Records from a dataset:
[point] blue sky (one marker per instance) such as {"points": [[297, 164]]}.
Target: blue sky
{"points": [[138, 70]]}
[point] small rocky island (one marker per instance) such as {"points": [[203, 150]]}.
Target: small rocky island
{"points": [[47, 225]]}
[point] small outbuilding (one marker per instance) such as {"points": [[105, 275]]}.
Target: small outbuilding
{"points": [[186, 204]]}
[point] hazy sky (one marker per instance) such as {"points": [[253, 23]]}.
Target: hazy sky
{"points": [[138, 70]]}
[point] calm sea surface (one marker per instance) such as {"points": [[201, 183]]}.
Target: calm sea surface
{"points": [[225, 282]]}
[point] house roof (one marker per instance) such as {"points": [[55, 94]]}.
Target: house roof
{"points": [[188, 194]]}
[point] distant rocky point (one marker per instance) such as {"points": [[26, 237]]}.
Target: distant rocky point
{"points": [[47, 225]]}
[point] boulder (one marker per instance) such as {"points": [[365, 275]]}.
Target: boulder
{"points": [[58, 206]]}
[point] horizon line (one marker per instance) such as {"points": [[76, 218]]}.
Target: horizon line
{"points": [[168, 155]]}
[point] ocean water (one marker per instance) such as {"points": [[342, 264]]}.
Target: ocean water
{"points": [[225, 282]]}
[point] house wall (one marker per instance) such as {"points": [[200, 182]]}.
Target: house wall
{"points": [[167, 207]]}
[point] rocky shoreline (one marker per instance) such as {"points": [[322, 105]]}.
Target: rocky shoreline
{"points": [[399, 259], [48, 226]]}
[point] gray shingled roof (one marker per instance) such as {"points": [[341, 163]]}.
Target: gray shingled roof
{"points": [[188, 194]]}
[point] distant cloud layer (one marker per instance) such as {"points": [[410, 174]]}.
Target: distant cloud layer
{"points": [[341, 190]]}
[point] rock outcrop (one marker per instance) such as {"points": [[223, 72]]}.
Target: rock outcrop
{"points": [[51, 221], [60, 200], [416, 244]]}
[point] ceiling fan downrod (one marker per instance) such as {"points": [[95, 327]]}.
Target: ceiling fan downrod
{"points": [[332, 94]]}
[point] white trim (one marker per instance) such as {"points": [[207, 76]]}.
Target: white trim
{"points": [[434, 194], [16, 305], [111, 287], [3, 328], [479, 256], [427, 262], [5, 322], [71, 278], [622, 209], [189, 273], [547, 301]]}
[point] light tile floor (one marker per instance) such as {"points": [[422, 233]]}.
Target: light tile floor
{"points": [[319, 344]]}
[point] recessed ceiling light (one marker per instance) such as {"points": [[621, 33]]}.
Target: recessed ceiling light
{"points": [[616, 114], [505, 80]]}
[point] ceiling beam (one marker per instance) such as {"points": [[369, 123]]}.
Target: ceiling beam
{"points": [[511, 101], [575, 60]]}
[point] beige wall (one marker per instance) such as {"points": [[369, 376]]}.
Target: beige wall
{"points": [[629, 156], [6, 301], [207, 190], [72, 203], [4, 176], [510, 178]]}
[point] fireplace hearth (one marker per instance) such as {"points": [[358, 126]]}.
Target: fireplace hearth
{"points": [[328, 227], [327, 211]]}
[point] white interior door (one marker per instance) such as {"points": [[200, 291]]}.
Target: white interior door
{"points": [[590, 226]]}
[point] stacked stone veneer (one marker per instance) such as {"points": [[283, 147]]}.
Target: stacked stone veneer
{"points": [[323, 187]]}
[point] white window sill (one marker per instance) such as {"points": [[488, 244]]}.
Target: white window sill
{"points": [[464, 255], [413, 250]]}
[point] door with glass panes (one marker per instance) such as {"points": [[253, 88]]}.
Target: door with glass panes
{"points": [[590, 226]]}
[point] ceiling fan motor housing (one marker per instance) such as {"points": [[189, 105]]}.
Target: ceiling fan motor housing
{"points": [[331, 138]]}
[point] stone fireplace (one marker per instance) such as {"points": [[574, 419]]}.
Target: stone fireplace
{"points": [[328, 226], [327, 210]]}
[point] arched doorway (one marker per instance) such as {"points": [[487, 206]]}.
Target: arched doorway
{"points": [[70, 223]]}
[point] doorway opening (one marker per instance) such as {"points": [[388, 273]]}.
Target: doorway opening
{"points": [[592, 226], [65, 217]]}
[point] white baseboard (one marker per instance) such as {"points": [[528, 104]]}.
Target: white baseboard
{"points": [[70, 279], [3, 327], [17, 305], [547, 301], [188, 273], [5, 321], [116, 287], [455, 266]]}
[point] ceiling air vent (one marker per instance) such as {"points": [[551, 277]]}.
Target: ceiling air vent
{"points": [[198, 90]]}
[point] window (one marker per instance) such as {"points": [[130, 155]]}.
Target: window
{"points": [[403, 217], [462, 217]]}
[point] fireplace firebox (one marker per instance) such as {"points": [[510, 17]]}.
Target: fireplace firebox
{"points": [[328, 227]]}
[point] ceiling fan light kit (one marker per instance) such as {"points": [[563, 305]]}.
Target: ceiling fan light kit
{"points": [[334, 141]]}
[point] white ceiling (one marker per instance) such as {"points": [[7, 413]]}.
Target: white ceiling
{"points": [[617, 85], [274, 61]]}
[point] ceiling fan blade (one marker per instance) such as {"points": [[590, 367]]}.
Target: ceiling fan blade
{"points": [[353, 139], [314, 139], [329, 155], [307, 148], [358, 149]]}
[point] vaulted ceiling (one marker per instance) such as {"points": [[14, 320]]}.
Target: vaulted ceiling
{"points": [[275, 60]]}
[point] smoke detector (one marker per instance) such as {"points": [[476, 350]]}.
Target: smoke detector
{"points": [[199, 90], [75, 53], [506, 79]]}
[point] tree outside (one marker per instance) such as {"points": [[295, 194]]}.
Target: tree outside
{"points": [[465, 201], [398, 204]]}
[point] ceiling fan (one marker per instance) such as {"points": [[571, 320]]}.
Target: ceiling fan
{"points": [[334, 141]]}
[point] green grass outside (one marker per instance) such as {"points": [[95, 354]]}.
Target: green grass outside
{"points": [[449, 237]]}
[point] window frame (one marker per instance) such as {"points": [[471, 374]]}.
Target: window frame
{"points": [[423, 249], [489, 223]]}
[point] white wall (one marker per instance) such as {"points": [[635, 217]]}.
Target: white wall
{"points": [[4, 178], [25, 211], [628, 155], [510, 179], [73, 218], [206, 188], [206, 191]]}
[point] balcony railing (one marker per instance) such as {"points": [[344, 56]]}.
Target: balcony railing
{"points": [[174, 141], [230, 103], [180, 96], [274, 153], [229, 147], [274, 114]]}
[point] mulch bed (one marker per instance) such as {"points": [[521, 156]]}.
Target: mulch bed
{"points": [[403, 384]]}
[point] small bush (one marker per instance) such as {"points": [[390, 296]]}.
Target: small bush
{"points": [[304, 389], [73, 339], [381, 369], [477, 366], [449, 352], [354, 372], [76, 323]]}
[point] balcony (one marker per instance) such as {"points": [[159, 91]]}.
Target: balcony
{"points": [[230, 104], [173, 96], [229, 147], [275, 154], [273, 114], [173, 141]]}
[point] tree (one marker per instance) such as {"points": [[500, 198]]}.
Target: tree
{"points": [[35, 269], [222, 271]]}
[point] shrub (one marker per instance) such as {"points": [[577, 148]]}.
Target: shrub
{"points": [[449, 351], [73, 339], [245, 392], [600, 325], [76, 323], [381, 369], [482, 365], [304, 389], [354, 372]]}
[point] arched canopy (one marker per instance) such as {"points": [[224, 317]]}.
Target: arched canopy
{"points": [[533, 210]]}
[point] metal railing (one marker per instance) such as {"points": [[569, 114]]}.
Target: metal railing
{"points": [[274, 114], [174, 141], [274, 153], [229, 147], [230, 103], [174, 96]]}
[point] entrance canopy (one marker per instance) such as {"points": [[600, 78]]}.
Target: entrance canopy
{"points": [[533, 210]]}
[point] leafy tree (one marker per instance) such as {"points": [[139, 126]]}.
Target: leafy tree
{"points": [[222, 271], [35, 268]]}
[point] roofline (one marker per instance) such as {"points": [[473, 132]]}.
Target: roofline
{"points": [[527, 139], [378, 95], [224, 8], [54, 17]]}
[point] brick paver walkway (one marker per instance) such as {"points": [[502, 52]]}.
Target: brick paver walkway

> [Objective]
Find the line that contains "[point] green grass" in the listing above. Retype it and every line after it up to the last, exactly, and nothing else.

> [Answer to the exercise]
[point] green grass outside (one marker per instance) such as {"points": [[95, 354]]}.
Target: green grass outside
{"points": [[449, 237]]}
[point] window frame (one marker per instance) such as {"points": [[471, 374]]}.
Target: window frame
{"points": [[423, 249], [489, 223]]}
[point] white wall (one marker per instance) such as {"points": [[635, 217]]}.
Target: white wall
{"points": [[4, 178], [25, 211], [628, 155], [510, 179], [73, 218], [206, 188], [206, 191]]}
[point] balcony railing (one marker per instance) such as {"points": [[344, 56]]}.
Target: balcony railing
{"points": [[174, 141], [230, 103], [180, 96], [274, 153], [229, 147], [274, 114]]}
[point] mulch bed (one marker per instance) such as {"points": [[521, 156]]}.
Target: mulch bed
{"points": [[403, 384]]}
[point] small bush (one marker per instance) such as {"points": [[390, 296]]}.
Target: small bush
{"points": [[304, 389], [73, 339], [381, 369], [477, 366], [449, 352], [354, 372], [76, 323]]}
[point] balcony (one marker per instance) such as {"points": [[159, 91]]}.
Target: balcony
{"points": [[230, 104], [173, 96], [229, 147], [275, 154], [273, 114], [173, 141]]}
[point] tree (one marker per instance) such as {"points": [[500, 198]]}.
Target: tree
{"points": [[35, 269], [222, 271]]}
[point] shrub (one marker per instance) such as {"points": [[577, 148]]}.
Target: shrub
{"points": [[449, 351], [73, 339], [245, 392], [600, 325], [76, 323], [381, 369], [482, 365], [304, 389], [354, 372]]}
[point] arched canopy (one marker per instance) such as {"points": [[224, 317]]}.
Target: arched canopy
{"points": [[533, 210]]}
[point] metal railing (one marker per instance) such as {"points": [[569, 114]]}.
Target: metal railing
{"points": [[274, 114], [174, 141], [274, 153], [229, 147], [230, 103], [174, 96]]}
[point] entrance canopy (one marker per instance) such as {"points": [[600, 78]]}.
Target: entrance canopy
{"points": [[533, 210]]}
[point] leafy tree (one marker per instance) such as {"points": [[139, 126]]}.
Target: leafy tree
{"points": [[222, 271], [35, 268]]}
[point] roofline (one marker per instance) such as {"points": [[473, 132]]}.
Target: roofline
{"points": [[527, 139], [378, 95], [224, 8], [54, 17]]}
[point] brick paver walkway (one marker per instance) such as {"points": [[502, 52]]}.
Target: brick paver walkway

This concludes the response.